[Opening TEXT FOR ANALYSIS section]
Alternatives to 'Junior Penitentiaries'

THE "mass processing" of juvenile offenders through training schools is an old model that has begun to yield to a new vision in the corrections field - rehabilitation within the community. "In a sense it's kind of structured, benign baby-sitting to get kids through a tough period," says Barry Krisberg, president of the National Council on Crime and Delinquency, a San Francisco-based research and policy group.This community-based approach, pioneered by Massachusetts in the 1970s and increasingly copied today, takes a variety of forms - specialized group homes, day treatment, family-based services, and intense one-on-one supervision. Associated Marine Institutes, a Tampa, Fla.-based organization that operates in eight states, literally takes delinquents out to sea, using deep-sea diving, marine biology, and boating as vocational-training "hooks." Another respected, multistate option to incarceration is the outreach and tracking program conducted by the Key Program Alternatives for Youth, a nonprofit human-service agency based in Framingham, Mass. Juvenile offenders live at home, but case workers communicate with them an average of three times a day and keep tabs on their activities around the clock, holding them to the terms of a personal behavioral contract. Those who break the rules may be reassigned to group homes, a more restrictive environment but one that is still far less costly ($20,000 per youth annually compared with $50,000, Mr. Krisberg says). Such homes are often more humane than large facilities, which he says can seem like "junior penitentiaries. Rather than socializing the youth into community life, they socialize the youth into prison life."
[Closing TEXT FOR ANALYSIS section]
[Opening SOURCE MATERIAL section]
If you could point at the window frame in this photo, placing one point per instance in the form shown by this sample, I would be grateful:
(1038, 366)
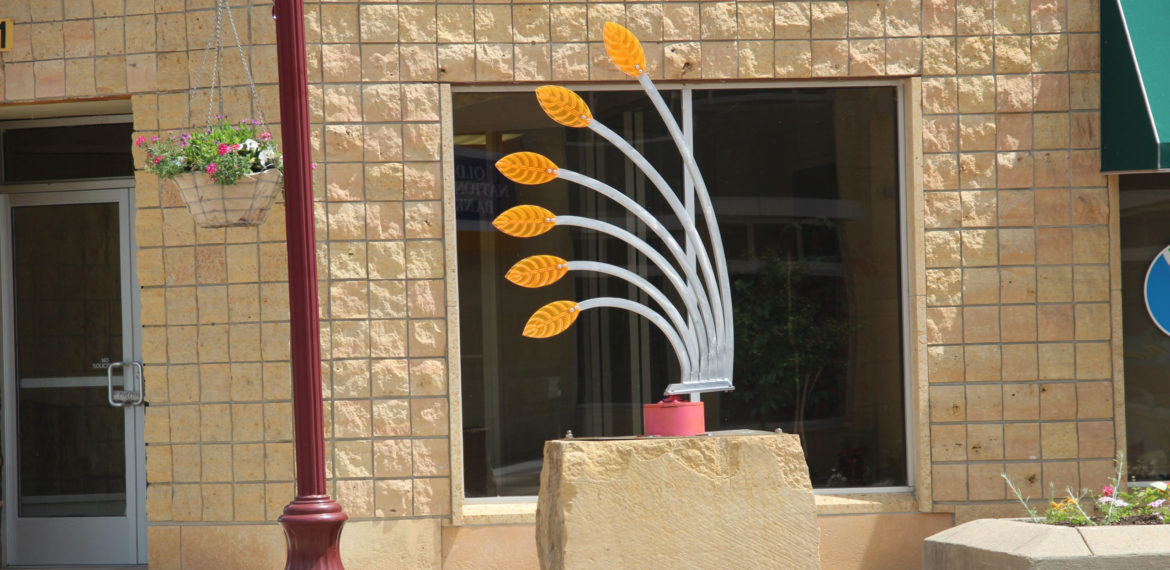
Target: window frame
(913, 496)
[Closing SOURCE MATERIAL section]
- [TASKS TO CARRY OUT]:
A - Answer these questions about the passage on juvenile corrections:
(i) Which state pioneered the community-based approach, and in which decade?
(ii) Where is Associated Marine Institutes based, and in how many states does it operate?
(iii) On average, how many times a day do Key Program case workers communicate with the juvenile offenders?
B - List every form the community-based approach takes according to the passage on juvenile corrections.
Answer using only the passage on juvenile corrections.

- [RESPONSES IN ORDER]:
A -
(i) Massachusetts, in the 1970s
(ii) Tampa, Fla.; eight states
(iii) Three times a day

B -
- Specialized group homes
- Day treatment
- Family-based services
- Intense one-on-one supervision